## Instruction A
Show every line of the entries that contains the string "woman", treating uppercase and lowercase as different.

## Passage provided
---
I decided to finally write this memoir — and if you’ve been following me here, on Twitter, or on Facebook, you know a little of the story of my birthfather and the subsequent finding of my birth grand-parents — because in my research, I’ve found that the adoption narrative is lacking in scope.  There are a lot of books out there about adoption, but most of these are how-to books (how to adopt international children, specifically), or books on how to tell children they’re adopted (hint: don’t just shove a book at them and say, “Congratulations!  You’re adopted!”), and the like.  There are several good adoption narratives, specifically A.M. Homes’s The Mistress’s Daughter, Jeannette Winterson’s Why Be Happy When You Could Be Normal? and the lovely Joan Didion’s Blue Nights, and I’ve read them multiple times.  However, sadly, adoption memoirs are few and far between.  According to the Adoption Institute, there are “1.5 million adopted children in the United States, over 2% of all U.S. children,” and, I can safely say, nearly all of these children want to understand the answer to the proverbial questions, “where did I come from?” and “what makes me the way I am?”
---
## Instruction B
For each statement below, say whether it agrees with the adoption memoir passage. Answer yes or no and quote the deciding words. (i) The writer says most adoption books are how-to books. (ii) The writer has read Blue Nights only once. (iii) The Adoption Institute figure cited amounts to over 2% of U.S. children.

## Dataset extract
---
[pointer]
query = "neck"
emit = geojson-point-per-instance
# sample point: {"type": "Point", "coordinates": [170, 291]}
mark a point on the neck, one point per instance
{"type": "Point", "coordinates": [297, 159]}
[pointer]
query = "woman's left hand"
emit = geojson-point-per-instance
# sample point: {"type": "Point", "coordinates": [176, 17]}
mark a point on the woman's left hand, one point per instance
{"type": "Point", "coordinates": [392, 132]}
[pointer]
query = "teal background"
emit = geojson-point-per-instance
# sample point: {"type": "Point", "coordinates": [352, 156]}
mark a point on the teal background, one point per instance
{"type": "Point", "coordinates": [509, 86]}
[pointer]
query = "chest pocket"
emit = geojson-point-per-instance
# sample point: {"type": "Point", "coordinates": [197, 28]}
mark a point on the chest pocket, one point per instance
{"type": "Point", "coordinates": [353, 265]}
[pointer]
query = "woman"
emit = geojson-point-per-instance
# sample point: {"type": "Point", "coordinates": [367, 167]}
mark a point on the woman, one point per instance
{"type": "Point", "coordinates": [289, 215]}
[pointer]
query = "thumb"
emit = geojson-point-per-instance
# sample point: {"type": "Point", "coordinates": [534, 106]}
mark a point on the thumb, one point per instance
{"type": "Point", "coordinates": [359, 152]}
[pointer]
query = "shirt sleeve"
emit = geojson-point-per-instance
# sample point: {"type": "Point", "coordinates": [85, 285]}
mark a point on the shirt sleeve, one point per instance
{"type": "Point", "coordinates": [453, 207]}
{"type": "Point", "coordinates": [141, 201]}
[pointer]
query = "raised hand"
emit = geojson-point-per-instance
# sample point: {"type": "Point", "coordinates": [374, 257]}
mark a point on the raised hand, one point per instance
---
## Exercise answer A
query = "woman's left hand"
mark a point on the woman's left hand, one point per instance
query = "woman"
mark a point on the woman, one point per instance

## Exercise answer B
(i) Yes: "most of these are how-to books"
(ii) No: "I’ve read them multiple times"
(iii) Yes: "over 2% of all U.S. children"